## [Written problem a]
Transfer the records from the line containing "For the evaluation set, locate the green shrub" down to the line containing "x=250 y=450", requests included, and add -115 to every number in the answer coordinates. Leave the requests and their sample coordinates unchanged.
begin Document excerpt
# Vermillion this weekend?



## ohihunter2014 (Feb 19, 2017)

How will vermillion be this weekend? Looking to hook one or 2 before they go back home to the lake. I have Maribor jigs and floats.


----------



## SelfTaught (Mar 27, 2014)

River is mud now, more rain tonight. We'll have to watch the gauges to know for this weekend. All depends on how rain we get tonight.... doesn't look promising. If you're gonna go, water will still be dark for jigs even it's borderline. Go dark colors on the jigs, or chartreuse if you try.


----------



## nooffseason (Nov 15, 2008)

No way. That's some heavy rain hitting tonight. Find a smaller stream


----------



## laynhardwood (Dec 27, 2009)

The V will be a no go


----------



## ohihunter2014 (Feb 19, 2017)

How about rocky?


----------



## steelhead sniper 860 (Nov 6, 2013)

Rocky is at 1530 cfs, v is at 725cfs....


----------



## ohihunter2014 (Feb 19, 2017)

steelhead sniper 860 said:


> Rocky is at 1530 cfs, v is at 725cfs....


no clue what any of that means?


----------



## creekcrawler (Oct 5, 2004)

It means they're flowing mud right now.


----------



## steelhead sniper 860 (Nov 6, 2013)

They are usually ready to fish around 150-300 depends on specific conductance and turbidity. Call Joe at central basin if you want a tutorial on how to read the meters.


----------



## nooffseason (Nov 15, 2008)

ohihunter2014 said:


> no clue what any of that means?


Measure of flow - Cubic feet of water per second


----------



## Rippin (Jan 21, 2007)

steelhead sniper 860 said:


> Rocky is at 1530 cfs, v is at 725cfs....
end Document excerpt
begin Input material
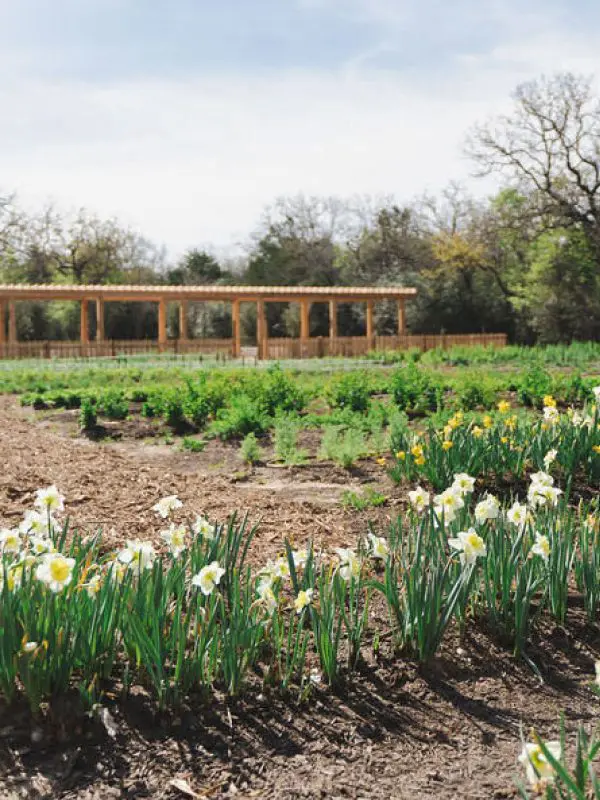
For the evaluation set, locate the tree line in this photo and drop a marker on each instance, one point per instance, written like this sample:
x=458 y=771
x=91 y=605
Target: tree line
x=524 y=261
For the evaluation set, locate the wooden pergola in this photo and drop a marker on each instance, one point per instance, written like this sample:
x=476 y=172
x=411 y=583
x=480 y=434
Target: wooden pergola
x=10 y=295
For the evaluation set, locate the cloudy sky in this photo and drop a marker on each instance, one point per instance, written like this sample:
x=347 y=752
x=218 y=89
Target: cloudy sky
x=184 y=118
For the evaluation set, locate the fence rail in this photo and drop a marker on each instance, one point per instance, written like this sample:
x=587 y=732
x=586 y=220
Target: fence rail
x=284 y=348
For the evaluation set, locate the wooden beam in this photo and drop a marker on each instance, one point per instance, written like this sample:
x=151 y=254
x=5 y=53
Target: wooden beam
x=99 y=319
x=332 y=319
x=236 y=333
x=261 y=330
x=84 y=332
x=162 y=322
x=304 y=318
x=401 y=318
x=183 y=320
x=12 y=322
x=370 y=323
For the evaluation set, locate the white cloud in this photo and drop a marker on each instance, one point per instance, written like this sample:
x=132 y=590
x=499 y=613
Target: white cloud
x=193 y=162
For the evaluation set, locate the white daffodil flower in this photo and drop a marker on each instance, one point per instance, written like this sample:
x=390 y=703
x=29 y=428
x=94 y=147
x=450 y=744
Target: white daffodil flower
x=487 y=509
x=419 y=499
x=378 y=546
x=208 y=577
x=470 y=545
x=550 y=458
x=463 y=483
x=538 y=769
x=303 y=600
x=55 y=571
x=165 y=507
x=350 y=564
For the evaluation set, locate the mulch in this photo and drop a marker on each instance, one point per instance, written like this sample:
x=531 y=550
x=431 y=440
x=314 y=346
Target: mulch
x=451 y=730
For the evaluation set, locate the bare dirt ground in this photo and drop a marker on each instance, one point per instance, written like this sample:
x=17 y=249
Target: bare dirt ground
x=448 y=731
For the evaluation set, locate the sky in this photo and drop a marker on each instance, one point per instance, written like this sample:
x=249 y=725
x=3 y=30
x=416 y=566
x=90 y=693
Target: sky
x=185 y=118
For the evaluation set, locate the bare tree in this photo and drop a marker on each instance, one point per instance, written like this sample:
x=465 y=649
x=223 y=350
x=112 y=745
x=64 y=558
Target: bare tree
x=550 y=147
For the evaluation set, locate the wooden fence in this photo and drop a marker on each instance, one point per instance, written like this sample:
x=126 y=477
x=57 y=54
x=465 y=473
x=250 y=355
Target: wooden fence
x=349 y=346
x=315 y=347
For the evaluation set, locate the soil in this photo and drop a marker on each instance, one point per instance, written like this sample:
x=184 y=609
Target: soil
x=451 y=730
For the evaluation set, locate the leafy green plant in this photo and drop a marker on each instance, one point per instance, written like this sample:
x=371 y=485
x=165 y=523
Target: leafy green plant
x=250 y=451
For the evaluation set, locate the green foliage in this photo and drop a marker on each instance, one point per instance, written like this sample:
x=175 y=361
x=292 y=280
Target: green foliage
x=192 y=445
x=344 y=446
x=414 y=389
x=250 y=451
x=113 y=404
x=285 y=439
x=351 y=390
x=88 y=417
x=241 y=417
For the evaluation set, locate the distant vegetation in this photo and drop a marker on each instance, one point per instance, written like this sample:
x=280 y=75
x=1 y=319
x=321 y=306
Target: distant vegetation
x=525 y=261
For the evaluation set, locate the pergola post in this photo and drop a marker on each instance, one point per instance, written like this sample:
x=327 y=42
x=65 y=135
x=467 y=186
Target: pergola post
x=261 y=330
x=84 y=333
x=236 y=333
x=370 y=325
x=304 y=319
x=401 y=318
x=12 y=322
x=99 y=319
x=333 y=319
x=162 y=323
x=183 y=321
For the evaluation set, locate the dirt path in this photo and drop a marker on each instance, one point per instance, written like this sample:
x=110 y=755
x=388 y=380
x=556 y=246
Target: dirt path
x=451 y=732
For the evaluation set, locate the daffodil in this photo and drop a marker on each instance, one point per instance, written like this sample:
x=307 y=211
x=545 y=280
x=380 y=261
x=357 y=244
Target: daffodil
x=350 y=563
x=56 y=571
x=487 y=509
x=538 y=769
x=303 y=599
x=208 y=577
x=165 y=507
x=49 y=500
x=378 y=546
x=176 y=539
x=463 y=483
x=470 y=545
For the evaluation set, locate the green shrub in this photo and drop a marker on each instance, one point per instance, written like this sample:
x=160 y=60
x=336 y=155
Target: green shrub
x=287 y=430
x=535 y=383
x=88 y=418
x=349 y=391
x=114 y=405
x=344 y=446
x=192 y=445
x=242 y=417
x=250 y=450
x=414 y=389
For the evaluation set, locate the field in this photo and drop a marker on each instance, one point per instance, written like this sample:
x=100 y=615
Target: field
x=365 y=579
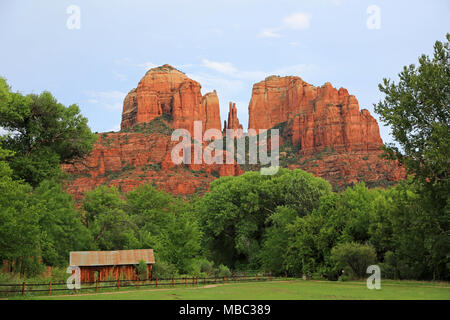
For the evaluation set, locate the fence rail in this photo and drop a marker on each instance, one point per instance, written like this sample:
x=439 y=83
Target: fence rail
x=97 y=286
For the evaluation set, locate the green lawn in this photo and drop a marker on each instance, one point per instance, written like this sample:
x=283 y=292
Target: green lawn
x=277 y=290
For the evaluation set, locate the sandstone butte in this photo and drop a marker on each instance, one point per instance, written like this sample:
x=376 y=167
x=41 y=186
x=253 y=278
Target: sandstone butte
x=322 y=131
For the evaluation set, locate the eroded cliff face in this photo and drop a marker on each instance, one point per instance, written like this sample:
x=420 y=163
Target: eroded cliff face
x=167 y=91
x=318 y=117
x=322 y=131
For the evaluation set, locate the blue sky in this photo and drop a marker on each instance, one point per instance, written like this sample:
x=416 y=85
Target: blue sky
x=225 y=45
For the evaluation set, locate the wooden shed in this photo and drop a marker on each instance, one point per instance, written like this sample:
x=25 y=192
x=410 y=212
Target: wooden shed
x=111 y=264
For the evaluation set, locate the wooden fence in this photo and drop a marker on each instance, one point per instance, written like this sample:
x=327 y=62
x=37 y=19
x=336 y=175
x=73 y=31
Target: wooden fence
x=99 y=286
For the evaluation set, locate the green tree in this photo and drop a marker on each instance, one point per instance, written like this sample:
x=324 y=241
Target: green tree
x=417 y=109
x=19 y=228
x=354 y=257
x=166 y=224
x=42 y=132
x=110 y=226
x=61 y=227
x=237 y=211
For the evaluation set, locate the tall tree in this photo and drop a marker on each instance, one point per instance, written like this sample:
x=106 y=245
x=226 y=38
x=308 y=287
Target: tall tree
x=418 y=111
x=42 y=132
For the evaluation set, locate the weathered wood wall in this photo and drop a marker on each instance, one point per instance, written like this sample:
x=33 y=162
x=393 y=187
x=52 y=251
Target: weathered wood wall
x=126 y=272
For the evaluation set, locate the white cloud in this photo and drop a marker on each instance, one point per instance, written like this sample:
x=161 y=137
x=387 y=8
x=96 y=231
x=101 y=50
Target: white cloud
x=114 y=106
x=229 y=69
x=147 y=65
x=336 y=2
x=296 y=69
x=295 y=21
x=298 y=21
x=269 y=33
x=115 y=128
x=114 y=94
x=109 y=100
x=222 y=67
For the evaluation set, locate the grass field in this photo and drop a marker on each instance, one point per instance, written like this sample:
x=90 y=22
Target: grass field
x=276 y=290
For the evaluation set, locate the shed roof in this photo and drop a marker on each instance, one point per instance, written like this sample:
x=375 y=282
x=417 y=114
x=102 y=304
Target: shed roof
x=111 y=258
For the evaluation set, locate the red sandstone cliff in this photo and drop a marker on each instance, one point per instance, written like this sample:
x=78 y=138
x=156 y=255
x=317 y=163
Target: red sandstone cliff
x=322 y=131
x=318 y=117
x=165 y=90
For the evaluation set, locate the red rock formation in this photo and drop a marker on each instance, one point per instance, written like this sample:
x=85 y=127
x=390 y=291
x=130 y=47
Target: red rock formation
x=318 y=117
x=322 y=131
x=233 y=122
x=126 y=160
x=165 y=90
x=211 y=109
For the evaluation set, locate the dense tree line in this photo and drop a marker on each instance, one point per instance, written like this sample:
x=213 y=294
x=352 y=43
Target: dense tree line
x=289 y=223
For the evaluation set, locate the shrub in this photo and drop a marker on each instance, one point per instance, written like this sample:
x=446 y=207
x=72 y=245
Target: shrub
x=223 y=271
x=354 y=257
x=141 y=270
x=162 y=269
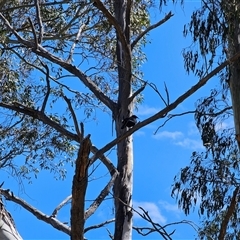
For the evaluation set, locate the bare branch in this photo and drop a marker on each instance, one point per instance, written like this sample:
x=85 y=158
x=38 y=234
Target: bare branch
x=229 y=213
x=63 y=203
x=154 y=87
x=39 y=19
x=100 y=197
x=48 y=87
x=137 y=92
x=69 y=60
x=114 y=22
x=38 y=214
x=98 y=225
x=75 y=121
x=34 y=32
x=167 y=109
x=69 y=67
x=141 y=35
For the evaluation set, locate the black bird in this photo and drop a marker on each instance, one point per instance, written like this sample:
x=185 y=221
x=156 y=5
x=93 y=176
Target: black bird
x=129 y=122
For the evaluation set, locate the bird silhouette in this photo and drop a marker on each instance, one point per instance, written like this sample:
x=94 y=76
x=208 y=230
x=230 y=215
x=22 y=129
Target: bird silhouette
x=129 y=122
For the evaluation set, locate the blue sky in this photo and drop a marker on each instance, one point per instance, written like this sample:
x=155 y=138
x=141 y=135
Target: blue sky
x=157 y=157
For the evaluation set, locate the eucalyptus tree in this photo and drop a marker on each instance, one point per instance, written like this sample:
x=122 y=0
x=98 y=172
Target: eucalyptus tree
x=212 y=178
x=80 y=55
end Input material
## [Written problem b]
Give the username of each distinct poster in the Vermillion fishing thread, listing each name once.

## [Right answer a]
For the evaluation set, locate the green shrub in this photo and drop a marker on each instance, one point per instance, written like this sample:
x=160 y=60
x=336 y=155
Target: green shrub
x=172 y=315
x=420 y=268
x=-27 y=303
x=234 y=276
x=-1 y=290
x=229 y=331
x=77 y=330
x=127 y=302
x=135 y=335

## [Right answer b]
ohihunter2014
SelfTaught
nooffseason
laynhardwood
steelhead sniper 860
creekcrawler
Rippin